» **EXERCISE MATERIAL**:
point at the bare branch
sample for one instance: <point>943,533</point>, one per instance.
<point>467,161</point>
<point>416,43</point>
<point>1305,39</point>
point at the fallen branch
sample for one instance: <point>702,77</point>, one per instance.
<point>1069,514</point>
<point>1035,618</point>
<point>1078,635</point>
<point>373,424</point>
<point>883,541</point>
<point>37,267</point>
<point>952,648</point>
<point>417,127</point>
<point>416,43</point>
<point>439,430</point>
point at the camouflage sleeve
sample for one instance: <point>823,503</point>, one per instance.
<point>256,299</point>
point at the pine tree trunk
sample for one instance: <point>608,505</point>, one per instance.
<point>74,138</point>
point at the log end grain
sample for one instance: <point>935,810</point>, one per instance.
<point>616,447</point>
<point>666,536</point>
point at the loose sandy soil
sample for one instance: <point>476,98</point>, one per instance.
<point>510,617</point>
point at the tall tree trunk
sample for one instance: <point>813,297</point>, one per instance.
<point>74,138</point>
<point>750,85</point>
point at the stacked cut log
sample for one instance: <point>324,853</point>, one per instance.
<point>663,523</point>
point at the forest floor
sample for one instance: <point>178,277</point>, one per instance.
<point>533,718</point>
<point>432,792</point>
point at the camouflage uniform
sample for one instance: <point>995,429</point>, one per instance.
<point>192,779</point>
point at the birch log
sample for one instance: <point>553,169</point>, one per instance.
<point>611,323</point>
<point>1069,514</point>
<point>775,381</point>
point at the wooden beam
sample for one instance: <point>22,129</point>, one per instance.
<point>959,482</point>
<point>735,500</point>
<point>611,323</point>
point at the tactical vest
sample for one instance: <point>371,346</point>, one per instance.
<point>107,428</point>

» **INSTRUCTIONS TO FOLLOW**:
Restate word for word the lines running from the line that holds "sample for one instance: <point>371,346</point>, one" to the final line of the entries.

» **SOLUTION**:
sample for one instance: <point>371,346</point>, one per instance.
<point>107,428</point>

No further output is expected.